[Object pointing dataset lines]
□ □ □ □ □

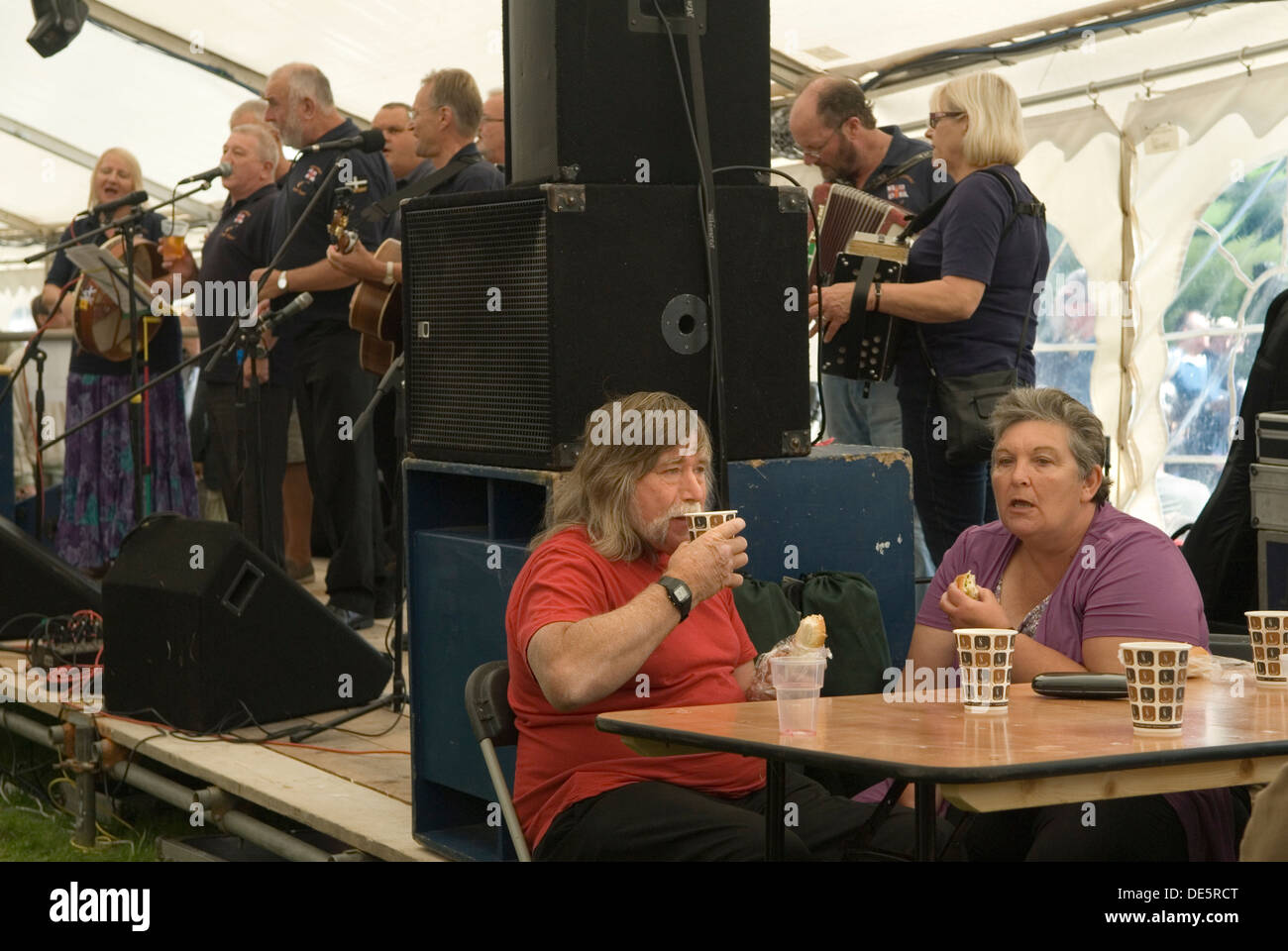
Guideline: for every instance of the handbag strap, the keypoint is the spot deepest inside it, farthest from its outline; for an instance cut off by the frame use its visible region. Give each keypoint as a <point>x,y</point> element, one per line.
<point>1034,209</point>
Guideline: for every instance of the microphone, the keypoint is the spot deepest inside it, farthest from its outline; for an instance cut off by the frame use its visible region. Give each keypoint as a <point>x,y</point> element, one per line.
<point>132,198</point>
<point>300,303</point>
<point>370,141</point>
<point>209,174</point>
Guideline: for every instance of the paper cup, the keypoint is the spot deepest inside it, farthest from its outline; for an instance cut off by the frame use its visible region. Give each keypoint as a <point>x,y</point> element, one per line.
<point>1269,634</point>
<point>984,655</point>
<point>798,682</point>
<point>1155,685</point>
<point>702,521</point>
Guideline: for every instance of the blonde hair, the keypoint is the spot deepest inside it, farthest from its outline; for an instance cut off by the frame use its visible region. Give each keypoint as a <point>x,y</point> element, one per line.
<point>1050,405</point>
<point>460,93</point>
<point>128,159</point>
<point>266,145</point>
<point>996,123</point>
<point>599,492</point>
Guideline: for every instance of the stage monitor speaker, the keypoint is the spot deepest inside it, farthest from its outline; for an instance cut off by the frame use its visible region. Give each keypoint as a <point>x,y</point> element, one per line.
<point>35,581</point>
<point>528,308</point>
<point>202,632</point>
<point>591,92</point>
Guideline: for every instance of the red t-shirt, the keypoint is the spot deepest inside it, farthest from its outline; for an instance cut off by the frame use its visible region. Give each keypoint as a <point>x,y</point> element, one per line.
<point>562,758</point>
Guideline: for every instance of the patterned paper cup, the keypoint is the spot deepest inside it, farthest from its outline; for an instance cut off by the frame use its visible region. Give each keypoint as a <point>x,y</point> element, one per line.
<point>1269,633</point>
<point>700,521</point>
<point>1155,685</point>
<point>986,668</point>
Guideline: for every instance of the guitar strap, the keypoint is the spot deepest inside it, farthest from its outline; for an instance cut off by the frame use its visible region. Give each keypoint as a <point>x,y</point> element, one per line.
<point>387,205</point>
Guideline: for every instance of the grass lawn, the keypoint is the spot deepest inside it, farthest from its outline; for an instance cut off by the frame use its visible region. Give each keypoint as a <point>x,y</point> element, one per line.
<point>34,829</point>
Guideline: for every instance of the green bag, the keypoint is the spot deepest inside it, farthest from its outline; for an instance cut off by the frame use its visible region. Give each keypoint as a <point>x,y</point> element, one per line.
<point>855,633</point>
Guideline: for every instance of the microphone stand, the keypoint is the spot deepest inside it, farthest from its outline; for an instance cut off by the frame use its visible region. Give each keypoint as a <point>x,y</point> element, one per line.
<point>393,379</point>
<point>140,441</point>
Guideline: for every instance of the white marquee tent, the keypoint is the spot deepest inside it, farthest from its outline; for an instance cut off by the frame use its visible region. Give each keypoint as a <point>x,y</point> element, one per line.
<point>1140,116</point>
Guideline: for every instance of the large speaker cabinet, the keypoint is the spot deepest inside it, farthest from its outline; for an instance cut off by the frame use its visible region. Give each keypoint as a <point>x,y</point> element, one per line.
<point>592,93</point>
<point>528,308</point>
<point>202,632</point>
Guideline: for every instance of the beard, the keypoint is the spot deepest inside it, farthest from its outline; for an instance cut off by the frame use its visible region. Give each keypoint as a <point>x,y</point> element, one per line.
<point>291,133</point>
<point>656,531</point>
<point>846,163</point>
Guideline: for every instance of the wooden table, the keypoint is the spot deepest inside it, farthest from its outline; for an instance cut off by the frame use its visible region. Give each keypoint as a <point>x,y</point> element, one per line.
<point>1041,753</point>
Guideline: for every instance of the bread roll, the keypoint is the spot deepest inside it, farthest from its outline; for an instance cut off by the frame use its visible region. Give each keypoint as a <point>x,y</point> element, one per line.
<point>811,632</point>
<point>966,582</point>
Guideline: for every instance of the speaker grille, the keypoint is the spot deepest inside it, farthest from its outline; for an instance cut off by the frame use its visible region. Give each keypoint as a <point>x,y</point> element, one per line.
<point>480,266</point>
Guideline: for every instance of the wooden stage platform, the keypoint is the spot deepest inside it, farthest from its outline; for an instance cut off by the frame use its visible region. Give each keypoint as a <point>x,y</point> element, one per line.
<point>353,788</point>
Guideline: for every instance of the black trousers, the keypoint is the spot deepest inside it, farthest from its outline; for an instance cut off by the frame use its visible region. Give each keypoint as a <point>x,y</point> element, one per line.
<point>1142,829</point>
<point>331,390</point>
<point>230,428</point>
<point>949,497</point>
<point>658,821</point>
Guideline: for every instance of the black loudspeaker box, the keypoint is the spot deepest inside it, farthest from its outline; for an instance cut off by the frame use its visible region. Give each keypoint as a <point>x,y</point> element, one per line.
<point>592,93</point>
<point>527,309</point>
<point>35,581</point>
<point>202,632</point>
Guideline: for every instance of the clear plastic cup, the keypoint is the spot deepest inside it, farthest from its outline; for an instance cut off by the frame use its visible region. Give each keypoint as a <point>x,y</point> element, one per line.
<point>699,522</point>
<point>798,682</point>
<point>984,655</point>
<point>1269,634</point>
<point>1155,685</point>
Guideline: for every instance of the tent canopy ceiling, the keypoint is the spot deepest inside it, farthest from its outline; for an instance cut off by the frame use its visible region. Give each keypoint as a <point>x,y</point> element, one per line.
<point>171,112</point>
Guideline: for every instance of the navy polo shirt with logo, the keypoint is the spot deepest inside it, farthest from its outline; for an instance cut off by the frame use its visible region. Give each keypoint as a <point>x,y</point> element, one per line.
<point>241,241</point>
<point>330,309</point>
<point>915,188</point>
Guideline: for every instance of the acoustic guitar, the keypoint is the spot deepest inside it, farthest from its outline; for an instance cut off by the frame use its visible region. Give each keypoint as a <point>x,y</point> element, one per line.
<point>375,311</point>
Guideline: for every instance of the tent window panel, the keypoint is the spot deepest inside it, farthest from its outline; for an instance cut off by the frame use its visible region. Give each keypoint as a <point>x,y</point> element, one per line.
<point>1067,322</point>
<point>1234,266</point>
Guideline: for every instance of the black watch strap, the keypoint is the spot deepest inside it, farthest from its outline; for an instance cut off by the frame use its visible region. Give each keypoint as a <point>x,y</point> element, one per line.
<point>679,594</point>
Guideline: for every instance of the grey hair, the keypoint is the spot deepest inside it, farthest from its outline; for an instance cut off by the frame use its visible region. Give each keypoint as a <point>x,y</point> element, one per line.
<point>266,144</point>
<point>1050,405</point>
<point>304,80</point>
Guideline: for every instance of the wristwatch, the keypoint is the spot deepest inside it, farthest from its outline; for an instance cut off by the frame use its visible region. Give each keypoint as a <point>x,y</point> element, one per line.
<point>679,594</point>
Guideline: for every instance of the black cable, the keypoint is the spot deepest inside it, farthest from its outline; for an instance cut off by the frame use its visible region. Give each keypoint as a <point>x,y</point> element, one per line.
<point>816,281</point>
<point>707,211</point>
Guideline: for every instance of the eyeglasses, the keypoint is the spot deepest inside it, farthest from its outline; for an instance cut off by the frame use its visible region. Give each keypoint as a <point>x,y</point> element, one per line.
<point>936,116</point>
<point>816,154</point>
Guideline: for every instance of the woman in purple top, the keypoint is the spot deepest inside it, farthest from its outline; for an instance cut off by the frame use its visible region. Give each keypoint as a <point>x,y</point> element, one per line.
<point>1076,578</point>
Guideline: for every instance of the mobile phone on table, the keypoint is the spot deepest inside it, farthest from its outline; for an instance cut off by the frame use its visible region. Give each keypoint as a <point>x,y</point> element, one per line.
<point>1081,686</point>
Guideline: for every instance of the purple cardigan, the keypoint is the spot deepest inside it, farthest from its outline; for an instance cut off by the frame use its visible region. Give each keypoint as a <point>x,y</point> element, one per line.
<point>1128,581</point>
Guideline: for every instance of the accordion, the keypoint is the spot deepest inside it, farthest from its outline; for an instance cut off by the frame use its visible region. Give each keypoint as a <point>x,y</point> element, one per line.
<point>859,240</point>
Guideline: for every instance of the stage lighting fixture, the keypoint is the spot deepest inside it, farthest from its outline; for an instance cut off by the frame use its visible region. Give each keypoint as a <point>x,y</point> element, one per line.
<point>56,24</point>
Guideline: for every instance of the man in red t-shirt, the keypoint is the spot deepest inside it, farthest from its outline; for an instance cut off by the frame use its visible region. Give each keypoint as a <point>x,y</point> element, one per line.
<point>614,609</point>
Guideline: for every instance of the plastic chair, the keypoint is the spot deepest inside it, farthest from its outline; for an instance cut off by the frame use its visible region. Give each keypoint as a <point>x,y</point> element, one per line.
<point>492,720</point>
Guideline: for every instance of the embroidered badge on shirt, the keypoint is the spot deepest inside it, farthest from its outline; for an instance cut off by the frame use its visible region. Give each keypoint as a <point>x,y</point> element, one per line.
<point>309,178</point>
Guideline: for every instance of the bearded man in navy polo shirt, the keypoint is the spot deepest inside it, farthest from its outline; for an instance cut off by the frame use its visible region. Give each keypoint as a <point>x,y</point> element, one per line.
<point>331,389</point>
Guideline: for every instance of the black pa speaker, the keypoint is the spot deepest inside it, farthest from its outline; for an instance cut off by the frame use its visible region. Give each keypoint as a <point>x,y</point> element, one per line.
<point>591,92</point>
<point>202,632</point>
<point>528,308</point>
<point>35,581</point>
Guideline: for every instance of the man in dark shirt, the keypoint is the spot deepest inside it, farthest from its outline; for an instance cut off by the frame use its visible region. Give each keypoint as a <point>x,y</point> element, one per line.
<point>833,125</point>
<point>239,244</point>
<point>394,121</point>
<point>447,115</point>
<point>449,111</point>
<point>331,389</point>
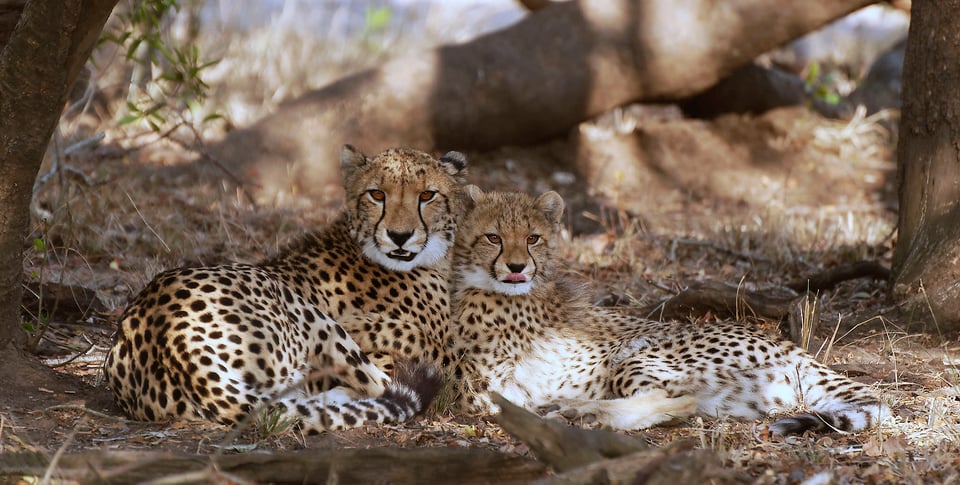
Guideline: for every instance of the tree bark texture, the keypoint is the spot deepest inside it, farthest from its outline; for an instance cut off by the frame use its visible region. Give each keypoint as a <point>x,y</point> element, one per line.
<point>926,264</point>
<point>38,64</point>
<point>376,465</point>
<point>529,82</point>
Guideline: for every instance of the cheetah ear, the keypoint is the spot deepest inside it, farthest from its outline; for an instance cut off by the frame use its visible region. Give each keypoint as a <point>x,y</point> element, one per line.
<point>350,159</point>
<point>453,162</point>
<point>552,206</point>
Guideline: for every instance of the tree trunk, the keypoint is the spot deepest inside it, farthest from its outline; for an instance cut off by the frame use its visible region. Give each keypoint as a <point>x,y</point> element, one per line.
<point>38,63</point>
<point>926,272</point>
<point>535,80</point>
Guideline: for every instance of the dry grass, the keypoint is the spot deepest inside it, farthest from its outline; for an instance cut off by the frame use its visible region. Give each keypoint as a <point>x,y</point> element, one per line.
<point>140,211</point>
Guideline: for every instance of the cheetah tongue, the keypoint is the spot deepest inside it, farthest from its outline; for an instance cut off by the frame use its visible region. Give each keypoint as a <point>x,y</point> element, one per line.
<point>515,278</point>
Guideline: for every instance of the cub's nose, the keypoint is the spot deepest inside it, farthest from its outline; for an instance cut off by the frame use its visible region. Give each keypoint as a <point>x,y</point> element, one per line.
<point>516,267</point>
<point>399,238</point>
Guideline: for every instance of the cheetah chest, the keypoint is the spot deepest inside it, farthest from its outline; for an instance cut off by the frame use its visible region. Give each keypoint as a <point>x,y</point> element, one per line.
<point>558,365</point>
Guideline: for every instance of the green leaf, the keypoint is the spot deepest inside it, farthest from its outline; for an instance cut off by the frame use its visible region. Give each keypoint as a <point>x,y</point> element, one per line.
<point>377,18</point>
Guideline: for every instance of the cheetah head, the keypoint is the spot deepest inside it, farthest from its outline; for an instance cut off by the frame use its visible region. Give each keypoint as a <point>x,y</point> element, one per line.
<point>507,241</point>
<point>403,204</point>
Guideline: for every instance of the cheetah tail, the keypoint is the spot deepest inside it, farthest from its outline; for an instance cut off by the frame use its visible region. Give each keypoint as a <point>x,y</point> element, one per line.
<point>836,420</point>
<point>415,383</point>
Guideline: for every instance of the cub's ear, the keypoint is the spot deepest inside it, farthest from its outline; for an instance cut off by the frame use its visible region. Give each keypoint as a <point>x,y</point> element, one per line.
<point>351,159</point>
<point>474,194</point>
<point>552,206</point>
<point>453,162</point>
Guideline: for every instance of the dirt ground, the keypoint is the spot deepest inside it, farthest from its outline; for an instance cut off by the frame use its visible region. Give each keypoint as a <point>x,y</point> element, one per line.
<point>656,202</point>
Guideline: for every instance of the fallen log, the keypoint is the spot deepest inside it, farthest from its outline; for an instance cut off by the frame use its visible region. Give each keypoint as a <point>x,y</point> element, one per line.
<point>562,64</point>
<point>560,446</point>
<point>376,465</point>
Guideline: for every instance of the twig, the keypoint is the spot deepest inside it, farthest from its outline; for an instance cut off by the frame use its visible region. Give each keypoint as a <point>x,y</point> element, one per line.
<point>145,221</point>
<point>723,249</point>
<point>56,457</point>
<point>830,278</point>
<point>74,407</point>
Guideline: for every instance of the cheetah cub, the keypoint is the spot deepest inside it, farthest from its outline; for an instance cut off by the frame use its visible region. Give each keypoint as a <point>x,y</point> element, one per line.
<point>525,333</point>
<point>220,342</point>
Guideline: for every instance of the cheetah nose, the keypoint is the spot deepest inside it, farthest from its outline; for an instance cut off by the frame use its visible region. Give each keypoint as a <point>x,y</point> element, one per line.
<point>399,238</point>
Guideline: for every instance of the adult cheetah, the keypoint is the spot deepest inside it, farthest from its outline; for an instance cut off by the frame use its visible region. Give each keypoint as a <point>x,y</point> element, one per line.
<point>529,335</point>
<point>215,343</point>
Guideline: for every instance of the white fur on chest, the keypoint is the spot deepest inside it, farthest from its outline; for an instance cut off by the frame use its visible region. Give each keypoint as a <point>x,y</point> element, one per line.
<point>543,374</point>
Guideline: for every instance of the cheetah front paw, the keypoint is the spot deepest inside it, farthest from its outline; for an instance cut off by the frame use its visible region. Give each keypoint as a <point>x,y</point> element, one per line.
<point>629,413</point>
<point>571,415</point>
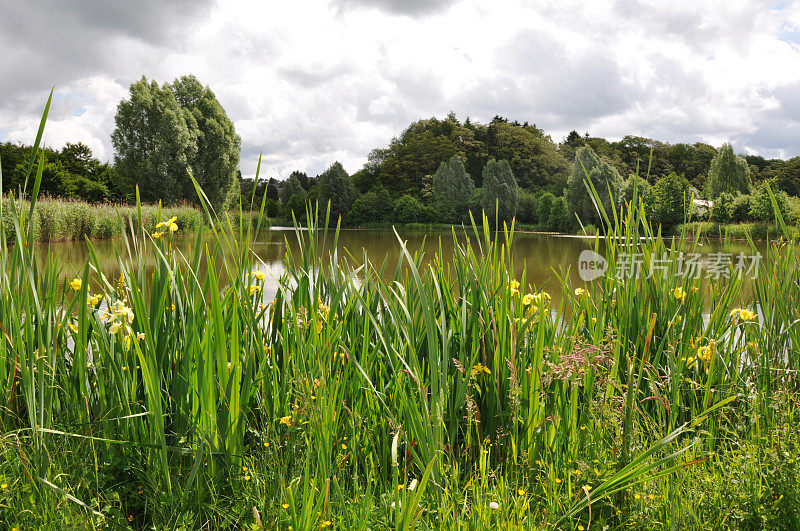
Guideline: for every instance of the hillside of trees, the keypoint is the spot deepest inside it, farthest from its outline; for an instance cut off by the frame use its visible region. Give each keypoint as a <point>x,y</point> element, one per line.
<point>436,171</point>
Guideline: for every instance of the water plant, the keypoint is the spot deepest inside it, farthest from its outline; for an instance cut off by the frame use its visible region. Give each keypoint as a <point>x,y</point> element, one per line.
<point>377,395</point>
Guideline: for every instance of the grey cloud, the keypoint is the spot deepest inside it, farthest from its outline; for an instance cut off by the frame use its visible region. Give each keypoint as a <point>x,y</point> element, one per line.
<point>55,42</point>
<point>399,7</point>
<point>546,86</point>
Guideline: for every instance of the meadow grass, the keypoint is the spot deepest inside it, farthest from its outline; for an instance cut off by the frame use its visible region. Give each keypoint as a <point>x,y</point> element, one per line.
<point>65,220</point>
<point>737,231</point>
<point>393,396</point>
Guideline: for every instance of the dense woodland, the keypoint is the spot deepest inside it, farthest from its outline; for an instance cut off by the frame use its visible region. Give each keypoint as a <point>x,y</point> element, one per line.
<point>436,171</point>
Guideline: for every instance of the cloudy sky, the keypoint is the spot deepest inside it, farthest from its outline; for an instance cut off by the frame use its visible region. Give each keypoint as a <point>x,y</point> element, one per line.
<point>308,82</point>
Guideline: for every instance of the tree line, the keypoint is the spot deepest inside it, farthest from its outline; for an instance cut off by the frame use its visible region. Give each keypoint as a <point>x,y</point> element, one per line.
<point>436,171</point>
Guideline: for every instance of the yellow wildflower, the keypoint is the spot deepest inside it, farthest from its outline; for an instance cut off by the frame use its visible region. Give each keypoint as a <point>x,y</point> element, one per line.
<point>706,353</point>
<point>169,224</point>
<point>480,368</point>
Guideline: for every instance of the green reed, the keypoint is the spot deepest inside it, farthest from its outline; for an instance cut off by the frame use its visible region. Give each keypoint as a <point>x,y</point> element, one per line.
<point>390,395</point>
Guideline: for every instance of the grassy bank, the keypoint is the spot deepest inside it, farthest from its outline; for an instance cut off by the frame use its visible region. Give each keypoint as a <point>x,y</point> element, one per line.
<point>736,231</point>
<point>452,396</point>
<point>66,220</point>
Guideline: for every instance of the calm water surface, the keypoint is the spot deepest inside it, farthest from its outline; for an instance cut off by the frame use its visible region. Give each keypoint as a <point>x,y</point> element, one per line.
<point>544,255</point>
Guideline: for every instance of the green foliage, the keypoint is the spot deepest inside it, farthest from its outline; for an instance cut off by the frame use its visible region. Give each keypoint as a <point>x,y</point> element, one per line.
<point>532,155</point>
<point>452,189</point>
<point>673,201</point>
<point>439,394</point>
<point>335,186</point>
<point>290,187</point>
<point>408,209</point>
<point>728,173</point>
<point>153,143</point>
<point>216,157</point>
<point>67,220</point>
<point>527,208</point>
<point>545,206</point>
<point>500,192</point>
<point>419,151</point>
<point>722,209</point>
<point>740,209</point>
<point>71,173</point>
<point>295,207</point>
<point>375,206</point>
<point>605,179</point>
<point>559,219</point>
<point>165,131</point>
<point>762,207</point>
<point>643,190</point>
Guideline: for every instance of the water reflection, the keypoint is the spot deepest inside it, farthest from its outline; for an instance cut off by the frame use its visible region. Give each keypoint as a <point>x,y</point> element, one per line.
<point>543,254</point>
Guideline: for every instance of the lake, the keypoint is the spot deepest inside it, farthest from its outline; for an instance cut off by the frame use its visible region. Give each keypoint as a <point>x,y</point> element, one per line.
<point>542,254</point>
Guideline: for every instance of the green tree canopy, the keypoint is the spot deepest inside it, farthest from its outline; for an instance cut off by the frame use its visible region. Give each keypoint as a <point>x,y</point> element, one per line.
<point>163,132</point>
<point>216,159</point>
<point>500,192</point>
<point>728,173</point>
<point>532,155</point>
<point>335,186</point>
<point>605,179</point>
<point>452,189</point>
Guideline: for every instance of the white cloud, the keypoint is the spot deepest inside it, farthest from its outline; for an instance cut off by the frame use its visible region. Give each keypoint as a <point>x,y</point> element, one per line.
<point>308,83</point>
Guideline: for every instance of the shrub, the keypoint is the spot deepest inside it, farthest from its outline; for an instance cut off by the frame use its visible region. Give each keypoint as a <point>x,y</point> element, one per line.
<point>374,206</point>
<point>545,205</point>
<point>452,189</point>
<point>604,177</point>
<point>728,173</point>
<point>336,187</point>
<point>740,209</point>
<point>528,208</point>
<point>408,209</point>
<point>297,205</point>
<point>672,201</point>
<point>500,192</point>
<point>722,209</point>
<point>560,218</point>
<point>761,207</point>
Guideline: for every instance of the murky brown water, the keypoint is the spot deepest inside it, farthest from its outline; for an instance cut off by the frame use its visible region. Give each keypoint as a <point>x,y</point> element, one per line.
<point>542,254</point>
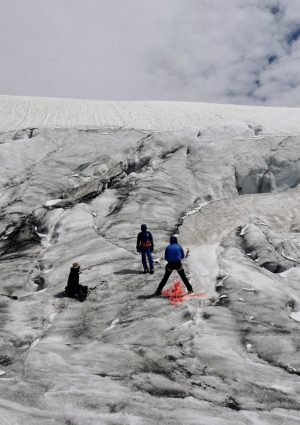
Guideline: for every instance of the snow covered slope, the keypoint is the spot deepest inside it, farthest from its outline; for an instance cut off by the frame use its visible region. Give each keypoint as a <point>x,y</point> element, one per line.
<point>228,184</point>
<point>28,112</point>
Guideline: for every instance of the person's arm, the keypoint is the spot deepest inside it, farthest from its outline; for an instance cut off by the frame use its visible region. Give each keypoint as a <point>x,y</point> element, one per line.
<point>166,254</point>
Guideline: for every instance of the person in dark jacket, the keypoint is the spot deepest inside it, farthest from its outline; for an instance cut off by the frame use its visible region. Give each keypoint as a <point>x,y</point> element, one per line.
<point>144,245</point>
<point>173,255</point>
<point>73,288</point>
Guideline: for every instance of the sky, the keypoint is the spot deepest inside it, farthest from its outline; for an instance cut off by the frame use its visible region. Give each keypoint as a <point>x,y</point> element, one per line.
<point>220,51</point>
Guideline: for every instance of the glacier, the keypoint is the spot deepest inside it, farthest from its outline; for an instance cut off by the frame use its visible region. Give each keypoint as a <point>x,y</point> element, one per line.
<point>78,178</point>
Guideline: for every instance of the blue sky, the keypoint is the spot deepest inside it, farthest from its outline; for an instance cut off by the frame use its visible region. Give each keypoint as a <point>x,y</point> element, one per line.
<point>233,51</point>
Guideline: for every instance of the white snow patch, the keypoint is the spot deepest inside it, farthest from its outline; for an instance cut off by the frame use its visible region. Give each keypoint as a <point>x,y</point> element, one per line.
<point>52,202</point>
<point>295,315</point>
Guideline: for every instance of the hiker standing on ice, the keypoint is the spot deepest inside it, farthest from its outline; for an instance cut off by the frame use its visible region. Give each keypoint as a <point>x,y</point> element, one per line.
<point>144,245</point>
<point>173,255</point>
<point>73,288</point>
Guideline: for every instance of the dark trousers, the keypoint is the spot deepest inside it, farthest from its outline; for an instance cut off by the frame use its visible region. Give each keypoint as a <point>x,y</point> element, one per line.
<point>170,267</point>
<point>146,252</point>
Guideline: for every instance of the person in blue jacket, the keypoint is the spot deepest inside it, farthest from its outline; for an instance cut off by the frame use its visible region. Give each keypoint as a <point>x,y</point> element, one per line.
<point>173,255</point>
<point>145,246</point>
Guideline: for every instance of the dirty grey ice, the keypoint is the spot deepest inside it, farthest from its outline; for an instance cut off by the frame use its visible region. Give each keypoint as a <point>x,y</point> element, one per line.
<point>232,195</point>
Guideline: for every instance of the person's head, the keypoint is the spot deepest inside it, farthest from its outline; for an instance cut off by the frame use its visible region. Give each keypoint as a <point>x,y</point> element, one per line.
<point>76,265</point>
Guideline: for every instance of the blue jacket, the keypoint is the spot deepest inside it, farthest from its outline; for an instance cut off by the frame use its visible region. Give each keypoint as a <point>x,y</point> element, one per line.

□ □ □ □ □

What is expected —
Please repeat the lines beginning at the one that contains "Guideline: for every instance of the speaker" and stopping after the one that contains "<point>658,821</point>", swapping "wooden stage platform" for "wooden riser" and leaving everything else unchanged.

Exercise result —
Guideline: for every instance of the speaker grille, the keypoint is the spot deepest inside it, farthest from its outline; for an instance cut off by the frame use its visible region. Give each keypoint as a <point>x,y</point> element, one per line.
<point>480,266</point>
Guideline: for every instance of the wooden riser, the keypoint is the spot deepest inside it, farthest from its outline; for an instance cut off by the frame use its visible region. Give each keypoint as a <point>x,y</point> element, one per line.
<point>353,788</point>
Guideline: for every instance of the black trousers, the keypoint is the spot deepest inside it, farthest from its outline; for an instance cut off by the frame use its visible region. Give each keypoint as a <point>x,y</point> element, one per line.
<point>1142,829</point>
<point>331,390</point>
<point>230,428</point>
<point>949,497</point>
<point>658,821</point>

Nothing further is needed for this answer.